— Task requirements —
When you reach the line with "pixel 1281 389" in the data below, begin printing lines exactly, and stop once the line with "Category: the blue sky" has been printed.

---+---

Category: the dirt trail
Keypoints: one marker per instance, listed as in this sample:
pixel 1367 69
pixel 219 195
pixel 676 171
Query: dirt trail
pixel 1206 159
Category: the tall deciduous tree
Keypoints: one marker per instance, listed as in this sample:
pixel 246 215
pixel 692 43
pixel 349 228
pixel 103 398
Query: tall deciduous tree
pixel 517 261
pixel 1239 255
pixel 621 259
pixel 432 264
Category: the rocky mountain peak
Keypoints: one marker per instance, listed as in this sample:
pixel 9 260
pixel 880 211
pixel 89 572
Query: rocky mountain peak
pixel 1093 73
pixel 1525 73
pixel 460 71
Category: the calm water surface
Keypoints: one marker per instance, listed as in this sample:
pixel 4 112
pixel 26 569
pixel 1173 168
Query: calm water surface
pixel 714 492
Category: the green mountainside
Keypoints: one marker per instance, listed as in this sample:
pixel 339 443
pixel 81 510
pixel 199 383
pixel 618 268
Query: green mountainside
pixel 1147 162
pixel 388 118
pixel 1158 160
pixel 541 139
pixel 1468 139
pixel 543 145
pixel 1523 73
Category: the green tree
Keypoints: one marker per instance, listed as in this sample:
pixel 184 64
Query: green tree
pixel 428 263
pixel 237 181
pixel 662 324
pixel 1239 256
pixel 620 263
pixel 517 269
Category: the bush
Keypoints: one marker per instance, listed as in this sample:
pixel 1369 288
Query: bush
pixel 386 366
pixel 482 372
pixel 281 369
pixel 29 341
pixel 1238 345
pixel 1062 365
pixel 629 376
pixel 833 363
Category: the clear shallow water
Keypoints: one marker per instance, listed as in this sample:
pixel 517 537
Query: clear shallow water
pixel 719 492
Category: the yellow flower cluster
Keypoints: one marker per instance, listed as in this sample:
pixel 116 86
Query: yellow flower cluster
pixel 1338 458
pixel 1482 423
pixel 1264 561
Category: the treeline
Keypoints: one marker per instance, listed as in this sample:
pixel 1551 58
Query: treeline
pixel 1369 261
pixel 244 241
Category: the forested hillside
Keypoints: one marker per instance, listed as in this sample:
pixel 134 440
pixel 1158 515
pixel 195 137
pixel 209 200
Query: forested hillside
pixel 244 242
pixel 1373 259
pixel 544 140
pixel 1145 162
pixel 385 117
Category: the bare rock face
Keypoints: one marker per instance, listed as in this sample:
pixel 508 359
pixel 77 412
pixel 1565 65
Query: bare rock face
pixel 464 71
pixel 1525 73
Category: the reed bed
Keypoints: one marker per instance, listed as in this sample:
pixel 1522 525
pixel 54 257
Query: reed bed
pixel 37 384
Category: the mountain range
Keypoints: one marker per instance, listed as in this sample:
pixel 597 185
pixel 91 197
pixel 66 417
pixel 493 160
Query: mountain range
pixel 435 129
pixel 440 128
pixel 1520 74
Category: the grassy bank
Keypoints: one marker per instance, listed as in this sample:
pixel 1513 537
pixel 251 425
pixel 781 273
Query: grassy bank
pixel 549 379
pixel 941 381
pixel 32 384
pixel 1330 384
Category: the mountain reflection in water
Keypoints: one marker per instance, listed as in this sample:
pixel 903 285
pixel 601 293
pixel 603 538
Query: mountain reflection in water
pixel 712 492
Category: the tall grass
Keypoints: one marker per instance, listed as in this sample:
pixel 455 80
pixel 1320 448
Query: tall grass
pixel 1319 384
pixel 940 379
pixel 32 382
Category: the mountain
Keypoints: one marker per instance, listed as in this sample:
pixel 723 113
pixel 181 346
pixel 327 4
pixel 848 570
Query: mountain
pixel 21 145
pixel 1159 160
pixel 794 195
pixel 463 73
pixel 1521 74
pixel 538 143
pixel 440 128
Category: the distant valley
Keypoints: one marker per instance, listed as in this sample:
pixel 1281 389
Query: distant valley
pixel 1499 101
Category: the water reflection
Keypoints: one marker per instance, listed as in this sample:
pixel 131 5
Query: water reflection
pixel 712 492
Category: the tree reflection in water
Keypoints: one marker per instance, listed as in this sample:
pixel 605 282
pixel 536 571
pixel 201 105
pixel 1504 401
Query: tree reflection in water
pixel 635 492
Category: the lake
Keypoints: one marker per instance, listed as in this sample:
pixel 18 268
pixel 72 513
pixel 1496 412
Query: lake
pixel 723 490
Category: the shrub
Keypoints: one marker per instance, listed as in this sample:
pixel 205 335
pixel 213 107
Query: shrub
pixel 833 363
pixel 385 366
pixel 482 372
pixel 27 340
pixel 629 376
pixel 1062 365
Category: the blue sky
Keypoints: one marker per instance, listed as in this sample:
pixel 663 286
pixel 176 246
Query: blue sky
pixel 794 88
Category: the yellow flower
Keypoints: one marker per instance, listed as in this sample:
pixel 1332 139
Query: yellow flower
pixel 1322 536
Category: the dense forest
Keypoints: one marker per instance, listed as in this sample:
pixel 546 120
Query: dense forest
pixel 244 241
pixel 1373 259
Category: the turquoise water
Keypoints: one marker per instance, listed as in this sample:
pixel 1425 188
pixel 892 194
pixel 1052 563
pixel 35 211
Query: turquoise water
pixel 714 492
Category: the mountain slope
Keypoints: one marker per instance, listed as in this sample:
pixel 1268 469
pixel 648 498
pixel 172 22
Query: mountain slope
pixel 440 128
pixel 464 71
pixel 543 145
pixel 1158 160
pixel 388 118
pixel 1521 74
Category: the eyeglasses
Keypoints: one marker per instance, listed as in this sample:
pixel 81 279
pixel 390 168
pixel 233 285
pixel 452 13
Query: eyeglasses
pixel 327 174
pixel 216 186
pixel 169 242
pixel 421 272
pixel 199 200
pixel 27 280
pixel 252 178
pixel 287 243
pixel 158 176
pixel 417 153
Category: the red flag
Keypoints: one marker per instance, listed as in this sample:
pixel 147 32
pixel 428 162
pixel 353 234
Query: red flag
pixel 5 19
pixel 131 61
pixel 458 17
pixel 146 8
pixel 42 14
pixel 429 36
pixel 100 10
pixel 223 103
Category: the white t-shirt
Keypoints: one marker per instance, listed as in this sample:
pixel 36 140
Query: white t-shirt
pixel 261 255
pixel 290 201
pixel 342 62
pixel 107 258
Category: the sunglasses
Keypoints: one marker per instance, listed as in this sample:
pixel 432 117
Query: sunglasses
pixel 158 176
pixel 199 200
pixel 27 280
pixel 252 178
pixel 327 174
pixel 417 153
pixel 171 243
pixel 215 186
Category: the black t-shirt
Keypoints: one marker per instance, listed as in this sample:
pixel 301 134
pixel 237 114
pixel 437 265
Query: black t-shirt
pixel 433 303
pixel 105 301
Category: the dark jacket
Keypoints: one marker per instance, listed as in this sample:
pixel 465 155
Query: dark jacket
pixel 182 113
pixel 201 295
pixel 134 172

---+---

— Problem solution —
pixel 1281 389
Query: distant valley
pixel 1499 101
Category: the water reflection
Keypoints: one marker per instance, listed as in this sample:
pixel 131 5
Query: water reflection
pixel 712 492
Category: the tree reflection in water
Keypoints: one marker per instance, listed as in this sample:
pixel 605 282
pixel 536 571
pixel 201 105
pixel 1504 401
Query: tree reflection in water
pixel 635 492
Category: the lake
Keypoints: one marker per instance, listed as in this sample:
pixel 18 268
pixel 72 513
pixel 1496 412
Query: lake
pixel 723 490
Category: the shrub
Keypoints: one marker per instance, listed as in this sample:
pixel 205 335
pixel 213 107
Query: shrub
pixel 833 363
pixel 385 366
pixel 482 372
pixel 27 340
pixel 629 376
pixel 1062 365
Category: the blue sky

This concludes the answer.